● **Exercise aim**:
Output each line of the listing, starting with its first line and going on through the line with "190), (583, 185)]", as a JSON list of strings with one string per line and blank lines omitted.

::::::

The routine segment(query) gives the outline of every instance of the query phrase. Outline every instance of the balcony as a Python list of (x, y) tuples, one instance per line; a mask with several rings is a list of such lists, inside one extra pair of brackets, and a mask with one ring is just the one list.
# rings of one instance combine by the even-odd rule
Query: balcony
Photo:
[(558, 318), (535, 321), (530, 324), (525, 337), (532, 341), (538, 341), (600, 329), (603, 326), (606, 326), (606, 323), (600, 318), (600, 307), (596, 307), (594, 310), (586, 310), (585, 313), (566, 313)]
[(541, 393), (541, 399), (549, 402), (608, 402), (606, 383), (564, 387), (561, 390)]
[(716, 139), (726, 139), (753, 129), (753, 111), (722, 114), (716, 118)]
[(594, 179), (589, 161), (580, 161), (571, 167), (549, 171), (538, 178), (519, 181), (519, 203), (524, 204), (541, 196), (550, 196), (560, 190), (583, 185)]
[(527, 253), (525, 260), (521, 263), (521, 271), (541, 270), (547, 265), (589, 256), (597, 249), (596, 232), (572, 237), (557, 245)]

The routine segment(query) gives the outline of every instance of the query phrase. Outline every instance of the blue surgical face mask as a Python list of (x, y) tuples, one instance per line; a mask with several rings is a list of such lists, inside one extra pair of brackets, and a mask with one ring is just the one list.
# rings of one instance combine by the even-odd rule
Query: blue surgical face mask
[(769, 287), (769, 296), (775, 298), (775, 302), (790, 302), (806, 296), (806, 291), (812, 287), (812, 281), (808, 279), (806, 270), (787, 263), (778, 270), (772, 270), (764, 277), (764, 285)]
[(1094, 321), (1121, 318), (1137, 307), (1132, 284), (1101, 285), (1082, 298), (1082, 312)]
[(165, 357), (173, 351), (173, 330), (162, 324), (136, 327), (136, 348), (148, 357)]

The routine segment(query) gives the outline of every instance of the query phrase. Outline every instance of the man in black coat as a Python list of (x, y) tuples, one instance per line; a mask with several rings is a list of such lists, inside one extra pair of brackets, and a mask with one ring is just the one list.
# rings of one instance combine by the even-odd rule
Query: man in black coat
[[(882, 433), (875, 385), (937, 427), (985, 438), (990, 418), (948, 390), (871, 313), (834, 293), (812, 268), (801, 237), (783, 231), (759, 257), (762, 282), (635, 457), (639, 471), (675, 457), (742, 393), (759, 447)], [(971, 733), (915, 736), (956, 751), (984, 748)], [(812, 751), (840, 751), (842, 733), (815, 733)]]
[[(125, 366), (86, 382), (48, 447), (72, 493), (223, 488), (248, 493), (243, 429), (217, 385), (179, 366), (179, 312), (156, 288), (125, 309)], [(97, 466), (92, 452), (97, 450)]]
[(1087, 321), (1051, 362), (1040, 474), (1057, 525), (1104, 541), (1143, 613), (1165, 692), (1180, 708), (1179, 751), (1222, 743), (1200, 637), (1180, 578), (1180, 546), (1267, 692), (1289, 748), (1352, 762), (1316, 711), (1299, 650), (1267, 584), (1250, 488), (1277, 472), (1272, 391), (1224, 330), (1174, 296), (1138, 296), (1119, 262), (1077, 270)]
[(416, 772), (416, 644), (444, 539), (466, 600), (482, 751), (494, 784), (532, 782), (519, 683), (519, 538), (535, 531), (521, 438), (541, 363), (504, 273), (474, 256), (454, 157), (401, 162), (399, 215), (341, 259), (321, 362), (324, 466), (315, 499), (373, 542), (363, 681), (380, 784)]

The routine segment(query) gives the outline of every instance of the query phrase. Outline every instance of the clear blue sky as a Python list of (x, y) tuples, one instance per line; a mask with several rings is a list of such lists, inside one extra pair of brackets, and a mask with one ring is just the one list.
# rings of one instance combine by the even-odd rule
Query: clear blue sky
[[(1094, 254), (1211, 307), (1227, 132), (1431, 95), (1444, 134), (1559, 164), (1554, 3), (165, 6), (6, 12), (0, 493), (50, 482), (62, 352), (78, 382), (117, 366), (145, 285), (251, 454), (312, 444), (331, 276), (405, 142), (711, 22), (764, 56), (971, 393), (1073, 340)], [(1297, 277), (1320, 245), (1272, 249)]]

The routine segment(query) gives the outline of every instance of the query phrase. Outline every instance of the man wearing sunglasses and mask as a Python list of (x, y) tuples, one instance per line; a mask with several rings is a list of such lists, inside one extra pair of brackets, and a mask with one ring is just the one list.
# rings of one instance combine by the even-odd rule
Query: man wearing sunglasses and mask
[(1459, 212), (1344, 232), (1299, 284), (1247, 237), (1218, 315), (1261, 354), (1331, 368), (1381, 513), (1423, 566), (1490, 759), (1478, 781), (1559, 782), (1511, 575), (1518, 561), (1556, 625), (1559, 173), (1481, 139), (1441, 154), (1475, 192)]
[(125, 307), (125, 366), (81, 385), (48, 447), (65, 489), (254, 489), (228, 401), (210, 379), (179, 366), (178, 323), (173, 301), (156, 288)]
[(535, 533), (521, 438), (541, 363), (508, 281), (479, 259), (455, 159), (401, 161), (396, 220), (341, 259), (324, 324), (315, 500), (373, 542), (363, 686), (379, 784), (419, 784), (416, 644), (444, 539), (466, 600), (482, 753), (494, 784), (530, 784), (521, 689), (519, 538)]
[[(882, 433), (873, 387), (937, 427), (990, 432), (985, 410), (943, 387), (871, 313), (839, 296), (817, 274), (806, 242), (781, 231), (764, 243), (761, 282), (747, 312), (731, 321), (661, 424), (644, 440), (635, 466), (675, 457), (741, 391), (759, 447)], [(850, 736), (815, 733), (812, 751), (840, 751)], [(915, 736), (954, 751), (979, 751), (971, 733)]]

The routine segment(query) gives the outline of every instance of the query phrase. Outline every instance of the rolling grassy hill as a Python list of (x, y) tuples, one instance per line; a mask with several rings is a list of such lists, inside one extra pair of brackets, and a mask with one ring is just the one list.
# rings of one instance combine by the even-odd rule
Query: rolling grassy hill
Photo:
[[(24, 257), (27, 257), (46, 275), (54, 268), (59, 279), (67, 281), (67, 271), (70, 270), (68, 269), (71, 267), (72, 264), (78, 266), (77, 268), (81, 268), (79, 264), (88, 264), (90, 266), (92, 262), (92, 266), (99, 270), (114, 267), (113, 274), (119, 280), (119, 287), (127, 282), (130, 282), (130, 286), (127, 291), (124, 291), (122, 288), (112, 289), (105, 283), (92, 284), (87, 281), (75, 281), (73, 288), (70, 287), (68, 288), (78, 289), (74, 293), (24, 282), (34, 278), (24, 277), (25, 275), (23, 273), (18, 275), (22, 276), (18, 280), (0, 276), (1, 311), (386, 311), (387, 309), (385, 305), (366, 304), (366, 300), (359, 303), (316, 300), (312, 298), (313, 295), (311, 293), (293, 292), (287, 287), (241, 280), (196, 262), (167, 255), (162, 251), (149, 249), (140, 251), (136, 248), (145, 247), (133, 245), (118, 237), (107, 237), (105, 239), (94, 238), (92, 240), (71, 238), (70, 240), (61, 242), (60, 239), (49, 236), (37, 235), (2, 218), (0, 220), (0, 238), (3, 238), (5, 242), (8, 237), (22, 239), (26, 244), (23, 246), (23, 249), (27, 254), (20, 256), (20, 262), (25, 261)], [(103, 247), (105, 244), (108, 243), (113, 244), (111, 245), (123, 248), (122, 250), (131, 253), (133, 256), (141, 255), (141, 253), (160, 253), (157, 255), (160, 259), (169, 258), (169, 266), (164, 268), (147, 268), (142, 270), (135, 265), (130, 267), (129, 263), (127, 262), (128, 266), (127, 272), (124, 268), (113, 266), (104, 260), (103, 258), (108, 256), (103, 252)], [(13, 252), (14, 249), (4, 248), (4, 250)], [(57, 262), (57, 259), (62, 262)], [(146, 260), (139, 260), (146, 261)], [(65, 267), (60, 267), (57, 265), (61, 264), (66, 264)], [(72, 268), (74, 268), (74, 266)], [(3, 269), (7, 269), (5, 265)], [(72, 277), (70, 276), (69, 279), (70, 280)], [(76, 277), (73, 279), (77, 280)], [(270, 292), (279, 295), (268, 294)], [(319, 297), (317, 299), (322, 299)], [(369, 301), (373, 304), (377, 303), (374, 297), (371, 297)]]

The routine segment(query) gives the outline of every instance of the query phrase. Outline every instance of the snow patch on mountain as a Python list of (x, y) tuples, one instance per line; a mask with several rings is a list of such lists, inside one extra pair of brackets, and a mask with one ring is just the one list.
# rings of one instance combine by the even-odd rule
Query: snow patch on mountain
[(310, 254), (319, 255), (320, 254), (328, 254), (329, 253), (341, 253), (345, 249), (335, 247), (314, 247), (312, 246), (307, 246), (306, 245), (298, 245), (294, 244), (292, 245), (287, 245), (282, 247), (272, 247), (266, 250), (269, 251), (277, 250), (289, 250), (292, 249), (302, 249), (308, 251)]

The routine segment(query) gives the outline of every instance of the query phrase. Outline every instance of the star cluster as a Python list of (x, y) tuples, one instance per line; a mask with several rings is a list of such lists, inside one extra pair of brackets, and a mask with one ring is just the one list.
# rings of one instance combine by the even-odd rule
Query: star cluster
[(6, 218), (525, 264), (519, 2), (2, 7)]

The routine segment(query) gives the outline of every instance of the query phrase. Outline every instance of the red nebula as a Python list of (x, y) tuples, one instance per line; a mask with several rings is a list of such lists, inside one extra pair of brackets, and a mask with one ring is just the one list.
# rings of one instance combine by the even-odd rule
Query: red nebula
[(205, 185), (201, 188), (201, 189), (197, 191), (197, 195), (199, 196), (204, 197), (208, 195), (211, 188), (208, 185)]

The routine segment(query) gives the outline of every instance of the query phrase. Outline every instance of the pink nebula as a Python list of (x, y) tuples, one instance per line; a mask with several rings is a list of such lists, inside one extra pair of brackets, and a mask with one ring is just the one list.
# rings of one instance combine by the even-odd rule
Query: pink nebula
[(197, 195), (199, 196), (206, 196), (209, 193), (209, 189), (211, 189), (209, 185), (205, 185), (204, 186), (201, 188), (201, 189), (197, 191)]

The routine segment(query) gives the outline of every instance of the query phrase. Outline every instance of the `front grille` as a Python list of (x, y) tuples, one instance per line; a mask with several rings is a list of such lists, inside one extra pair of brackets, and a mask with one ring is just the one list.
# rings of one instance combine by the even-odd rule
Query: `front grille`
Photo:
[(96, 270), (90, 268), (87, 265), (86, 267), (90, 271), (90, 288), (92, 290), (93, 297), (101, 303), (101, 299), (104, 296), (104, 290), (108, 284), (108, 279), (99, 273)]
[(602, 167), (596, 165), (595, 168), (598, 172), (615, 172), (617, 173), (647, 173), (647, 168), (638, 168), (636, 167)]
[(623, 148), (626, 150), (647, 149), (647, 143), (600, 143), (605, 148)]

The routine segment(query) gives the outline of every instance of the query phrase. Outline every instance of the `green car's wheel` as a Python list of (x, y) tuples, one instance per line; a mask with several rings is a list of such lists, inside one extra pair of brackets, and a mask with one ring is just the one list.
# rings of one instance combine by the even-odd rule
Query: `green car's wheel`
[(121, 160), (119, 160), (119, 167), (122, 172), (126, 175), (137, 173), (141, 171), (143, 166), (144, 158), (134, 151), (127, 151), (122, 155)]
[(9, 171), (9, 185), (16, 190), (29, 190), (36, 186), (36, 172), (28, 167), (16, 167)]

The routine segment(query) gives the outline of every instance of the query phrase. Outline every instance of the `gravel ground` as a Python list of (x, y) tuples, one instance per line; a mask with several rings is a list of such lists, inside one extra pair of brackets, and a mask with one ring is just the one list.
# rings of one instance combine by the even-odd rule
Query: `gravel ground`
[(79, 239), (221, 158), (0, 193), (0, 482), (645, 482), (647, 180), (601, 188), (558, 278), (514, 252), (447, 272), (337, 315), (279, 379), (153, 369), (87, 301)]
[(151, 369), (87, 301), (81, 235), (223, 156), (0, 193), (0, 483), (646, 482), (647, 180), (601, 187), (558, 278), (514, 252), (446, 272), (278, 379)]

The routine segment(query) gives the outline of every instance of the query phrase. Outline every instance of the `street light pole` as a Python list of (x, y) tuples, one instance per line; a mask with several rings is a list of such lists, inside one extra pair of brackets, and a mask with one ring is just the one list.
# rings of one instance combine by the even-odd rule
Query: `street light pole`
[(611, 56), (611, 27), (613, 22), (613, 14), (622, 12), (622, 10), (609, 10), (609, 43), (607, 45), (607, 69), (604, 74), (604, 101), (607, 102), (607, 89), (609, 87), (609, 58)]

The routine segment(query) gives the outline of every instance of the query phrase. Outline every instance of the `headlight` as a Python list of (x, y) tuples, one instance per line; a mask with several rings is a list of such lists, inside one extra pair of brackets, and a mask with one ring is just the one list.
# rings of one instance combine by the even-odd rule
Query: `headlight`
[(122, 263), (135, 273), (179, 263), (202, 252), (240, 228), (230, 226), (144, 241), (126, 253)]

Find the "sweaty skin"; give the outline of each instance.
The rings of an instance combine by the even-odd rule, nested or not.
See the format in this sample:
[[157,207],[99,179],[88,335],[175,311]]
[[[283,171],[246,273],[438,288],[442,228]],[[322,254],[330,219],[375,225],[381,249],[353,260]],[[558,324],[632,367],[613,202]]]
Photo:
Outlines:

::::::

● **Reply**:
[
  "The routine segment(query) gives the outline of every instance of the query phrase. Outline every instance of the balcony as a Python list of (x, y) tuples, one instance per line; a mask with several rings is a list of such lists, inside one extra pair of brackets, and a mask with one ring is just the one list.",
  "# rings of one instance combine by the even-odd rule",
  "Query: balcony",
  "Photo:",
  "[(558, 318), (535, 321), (530, 324), (525, 337), (532, 341), (538, 341), (600, 329), (603, 326), (606, 326), (606, 323), (600, 318), (600, 307), (596, 307), (594, 310), (586, 310), (585, 313), (566, 313)]",
  "[(541, 393), (541, 399), (549, 402), (608, 402), (606, 383), (564, 387), (561, 390)]",
  "[(716, 139), (726, 139), (753, 129), (753, 111), (722, 114), (716, 118)]",
  "[(594, 179), (589, 161), (580, 161), (571, 167), (549, 171), (538, 178), (519, 181), (519, 203), (524, 204), (541, 196), (550, 196), (560, 190), (583, 185)]"
]